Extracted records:
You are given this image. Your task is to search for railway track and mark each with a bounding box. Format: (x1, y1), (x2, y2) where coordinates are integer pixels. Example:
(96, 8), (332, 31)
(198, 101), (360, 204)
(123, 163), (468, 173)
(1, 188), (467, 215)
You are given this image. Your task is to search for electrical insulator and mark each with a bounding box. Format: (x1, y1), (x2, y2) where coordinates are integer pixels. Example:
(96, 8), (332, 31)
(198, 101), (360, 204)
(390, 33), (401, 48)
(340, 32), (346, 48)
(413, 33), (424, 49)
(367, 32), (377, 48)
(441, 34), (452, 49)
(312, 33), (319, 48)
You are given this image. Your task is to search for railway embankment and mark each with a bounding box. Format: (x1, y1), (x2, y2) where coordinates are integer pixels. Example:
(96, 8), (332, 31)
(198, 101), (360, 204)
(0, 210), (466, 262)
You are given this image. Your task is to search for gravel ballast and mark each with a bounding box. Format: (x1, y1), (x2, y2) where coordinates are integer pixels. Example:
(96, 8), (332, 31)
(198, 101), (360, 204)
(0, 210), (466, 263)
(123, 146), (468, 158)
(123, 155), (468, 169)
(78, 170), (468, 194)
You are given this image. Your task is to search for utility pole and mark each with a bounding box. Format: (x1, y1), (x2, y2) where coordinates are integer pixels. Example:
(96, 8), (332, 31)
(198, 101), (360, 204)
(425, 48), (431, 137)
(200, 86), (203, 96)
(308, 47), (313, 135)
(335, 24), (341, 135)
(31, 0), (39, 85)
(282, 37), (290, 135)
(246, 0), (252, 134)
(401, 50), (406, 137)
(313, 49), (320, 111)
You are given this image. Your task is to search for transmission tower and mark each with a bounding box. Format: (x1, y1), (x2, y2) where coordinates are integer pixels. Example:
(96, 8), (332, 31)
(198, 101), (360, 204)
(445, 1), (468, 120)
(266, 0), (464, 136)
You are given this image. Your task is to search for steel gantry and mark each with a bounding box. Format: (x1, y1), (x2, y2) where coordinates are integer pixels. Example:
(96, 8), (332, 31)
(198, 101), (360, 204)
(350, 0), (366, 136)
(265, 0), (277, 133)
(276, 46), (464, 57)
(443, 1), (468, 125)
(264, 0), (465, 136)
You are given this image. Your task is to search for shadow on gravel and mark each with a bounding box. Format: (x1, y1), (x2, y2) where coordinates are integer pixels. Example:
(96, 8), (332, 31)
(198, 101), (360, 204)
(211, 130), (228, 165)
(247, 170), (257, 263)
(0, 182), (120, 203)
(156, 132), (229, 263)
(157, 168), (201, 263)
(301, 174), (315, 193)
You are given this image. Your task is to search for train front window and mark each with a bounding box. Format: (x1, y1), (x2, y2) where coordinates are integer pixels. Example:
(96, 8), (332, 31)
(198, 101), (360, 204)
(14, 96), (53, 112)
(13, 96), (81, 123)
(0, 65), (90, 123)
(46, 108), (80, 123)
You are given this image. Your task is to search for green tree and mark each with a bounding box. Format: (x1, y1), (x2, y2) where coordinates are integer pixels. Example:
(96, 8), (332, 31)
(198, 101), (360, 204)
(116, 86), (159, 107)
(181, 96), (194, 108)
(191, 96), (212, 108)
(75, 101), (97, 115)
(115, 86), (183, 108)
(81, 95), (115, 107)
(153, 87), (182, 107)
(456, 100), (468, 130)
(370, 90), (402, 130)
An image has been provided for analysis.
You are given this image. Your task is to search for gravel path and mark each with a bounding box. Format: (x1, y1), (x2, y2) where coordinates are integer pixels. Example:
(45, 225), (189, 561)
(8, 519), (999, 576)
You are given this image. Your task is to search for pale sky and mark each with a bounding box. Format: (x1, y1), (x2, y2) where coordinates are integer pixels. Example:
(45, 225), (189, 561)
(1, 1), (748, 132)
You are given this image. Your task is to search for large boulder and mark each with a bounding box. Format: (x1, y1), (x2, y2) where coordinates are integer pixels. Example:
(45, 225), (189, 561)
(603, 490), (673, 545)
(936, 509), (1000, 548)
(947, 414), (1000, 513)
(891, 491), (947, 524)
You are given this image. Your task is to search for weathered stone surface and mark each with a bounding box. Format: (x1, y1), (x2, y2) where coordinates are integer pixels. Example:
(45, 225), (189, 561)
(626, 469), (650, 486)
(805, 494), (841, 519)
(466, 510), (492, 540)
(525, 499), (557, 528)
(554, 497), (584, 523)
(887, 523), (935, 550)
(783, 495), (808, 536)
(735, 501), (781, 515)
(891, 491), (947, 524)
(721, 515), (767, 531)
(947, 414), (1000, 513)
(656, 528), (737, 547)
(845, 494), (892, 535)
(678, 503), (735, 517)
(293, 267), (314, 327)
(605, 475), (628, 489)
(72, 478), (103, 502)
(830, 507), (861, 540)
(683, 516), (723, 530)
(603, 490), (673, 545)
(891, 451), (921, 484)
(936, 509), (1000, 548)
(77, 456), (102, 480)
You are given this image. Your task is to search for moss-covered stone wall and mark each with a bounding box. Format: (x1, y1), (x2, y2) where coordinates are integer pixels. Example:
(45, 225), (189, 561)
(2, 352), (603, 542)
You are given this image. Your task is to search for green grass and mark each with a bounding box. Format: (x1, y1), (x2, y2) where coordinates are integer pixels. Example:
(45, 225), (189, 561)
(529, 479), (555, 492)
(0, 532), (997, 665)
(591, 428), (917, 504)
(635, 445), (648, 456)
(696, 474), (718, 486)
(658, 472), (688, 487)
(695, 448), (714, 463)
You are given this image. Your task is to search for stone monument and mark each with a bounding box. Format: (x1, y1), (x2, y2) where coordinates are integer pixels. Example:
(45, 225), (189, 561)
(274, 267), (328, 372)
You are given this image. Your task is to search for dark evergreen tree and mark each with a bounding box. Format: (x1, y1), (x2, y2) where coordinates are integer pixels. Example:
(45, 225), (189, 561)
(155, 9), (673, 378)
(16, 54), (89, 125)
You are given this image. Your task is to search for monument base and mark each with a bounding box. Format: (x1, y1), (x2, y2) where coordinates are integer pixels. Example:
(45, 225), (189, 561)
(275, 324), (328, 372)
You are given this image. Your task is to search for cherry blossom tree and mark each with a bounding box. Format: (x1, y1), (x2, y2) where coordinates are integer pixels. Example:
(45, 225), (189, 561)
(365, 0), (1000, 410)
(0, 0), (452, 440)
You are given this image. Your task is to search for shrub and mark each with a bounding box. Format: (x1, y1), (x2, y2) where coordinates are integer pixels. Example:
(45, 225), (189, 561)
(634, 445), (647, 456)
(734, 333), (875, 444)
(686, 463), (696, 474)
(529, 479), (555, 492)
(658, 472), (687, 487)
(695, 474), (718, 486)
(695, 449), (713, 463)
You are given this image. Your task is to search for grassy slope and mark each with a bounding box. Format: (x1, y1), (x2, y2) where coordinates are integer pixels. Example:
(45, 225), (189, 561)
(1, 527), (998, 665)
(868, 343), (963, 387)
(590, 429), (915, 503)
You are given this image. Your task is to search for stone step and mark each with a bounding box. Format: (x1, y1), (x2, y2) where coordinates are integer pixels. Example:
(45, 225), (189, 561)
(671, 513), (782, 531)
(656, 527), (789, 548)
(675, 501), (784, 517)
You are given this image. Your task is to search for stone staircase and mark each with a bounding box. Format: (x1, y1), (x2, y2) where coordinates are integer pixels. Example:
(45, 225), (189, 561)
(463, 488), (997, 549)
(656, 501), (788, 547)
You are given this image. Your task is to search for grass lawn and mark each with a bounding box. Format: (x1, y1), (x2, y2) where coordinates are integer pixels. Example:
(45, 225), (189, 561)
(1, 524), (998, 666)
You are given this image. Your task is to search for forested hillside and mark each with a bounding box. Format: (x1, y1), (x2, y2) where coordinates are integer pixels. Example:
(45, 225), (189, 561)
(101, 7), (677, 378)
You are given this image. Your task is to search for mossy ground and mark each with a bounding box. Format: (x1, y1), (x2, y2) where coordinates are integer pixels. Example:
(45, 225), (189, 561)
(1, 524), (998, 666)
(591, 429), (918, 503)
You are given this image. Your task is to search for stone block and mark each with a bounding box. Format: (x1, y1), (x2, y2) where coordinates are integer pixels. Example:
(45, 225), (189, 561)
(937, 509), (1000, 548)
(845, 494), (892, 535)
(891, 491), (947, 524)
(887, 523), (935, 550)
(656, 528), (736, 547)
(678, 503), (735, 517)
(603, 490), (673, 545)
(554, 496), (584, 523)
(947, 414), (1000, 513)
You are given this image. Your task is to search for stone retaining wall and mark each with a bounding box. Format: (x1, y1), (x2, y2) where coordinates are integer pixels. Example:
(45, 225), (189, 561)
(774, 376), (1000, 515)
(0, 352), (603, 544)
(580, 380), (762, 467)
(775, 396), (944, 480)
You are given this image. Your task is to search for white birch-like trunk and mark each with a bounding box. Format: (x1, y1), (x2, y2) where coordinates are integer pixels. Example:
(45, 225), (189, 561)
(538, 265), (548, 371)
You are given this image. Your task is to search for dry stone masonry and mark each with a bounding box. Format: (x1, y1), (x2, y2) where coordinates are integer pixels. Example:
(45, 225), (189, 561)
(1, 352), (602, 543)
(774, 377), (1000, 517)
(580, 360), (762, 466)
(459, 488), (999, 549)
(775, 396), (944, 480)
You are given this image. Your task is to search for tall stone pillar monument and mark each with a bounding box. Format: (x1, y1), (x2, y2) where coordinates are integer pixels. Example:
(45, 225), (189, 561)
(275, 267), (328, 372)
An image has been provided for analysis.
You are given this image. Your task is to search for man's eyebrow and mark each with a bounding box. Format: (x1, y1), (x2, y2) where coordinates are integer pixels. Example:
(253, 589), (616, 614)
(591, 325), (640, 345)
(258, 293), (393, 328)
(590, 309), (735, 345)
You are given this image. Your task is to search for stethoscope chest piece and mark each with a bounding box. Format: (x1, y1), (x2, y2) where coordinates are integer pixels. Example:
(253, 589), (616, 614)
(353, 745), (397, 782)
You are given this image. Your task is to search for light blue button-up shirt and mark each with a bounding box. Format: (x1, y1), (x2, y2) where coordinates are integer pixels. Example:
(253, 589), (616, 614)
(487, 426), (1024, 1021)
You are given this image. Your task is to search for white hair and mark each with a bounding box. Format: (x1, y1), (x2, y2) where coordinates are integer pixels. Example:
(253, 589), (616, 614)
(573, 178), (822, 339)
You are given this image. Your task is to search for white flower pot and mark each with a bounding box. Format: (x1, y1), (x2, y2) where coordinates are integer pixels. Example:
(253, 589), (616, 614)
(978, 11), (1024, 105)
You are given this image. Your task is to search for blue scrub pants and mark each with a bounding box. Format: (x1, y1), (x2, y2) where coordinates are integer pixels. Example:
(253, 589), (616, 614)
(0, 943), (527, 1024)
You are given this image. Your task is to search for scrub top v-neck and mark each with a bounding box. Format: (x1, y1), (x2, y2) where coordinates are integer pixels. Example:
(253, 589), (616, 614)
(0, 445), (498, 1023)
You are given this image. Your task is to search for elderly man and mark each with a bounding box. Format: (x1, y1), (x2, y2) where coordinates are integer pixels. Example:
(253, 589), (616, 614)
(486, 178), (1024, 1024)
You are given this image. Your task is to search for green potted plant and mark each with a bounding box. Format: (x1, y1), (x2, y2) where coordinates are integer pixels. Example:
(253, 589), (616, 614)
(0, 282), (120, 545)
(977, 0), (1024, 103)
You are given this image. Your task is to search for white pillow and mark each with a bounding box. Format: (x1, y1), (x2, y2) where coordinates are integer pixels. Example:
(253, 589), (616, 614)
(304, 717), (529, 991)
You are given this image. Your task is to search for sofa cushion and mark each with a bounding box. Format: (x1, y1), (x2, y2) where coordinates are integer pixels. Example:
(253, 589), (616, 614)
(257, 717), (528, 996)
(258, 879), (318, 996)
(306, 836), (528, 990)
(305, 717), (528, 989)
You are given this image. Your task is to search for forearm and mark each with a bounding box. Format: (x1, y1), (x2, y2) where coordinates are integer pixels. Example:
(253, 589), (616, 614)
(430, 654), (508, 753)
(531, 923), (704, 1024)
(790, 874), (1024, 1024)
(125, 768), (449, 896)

[WHAT NEEDS TO BE DONE]:
When the records above are checked line by line, how many lines contain the word "railway"? Please give only that number.

[RESULT OF THE EXERCISE]:
2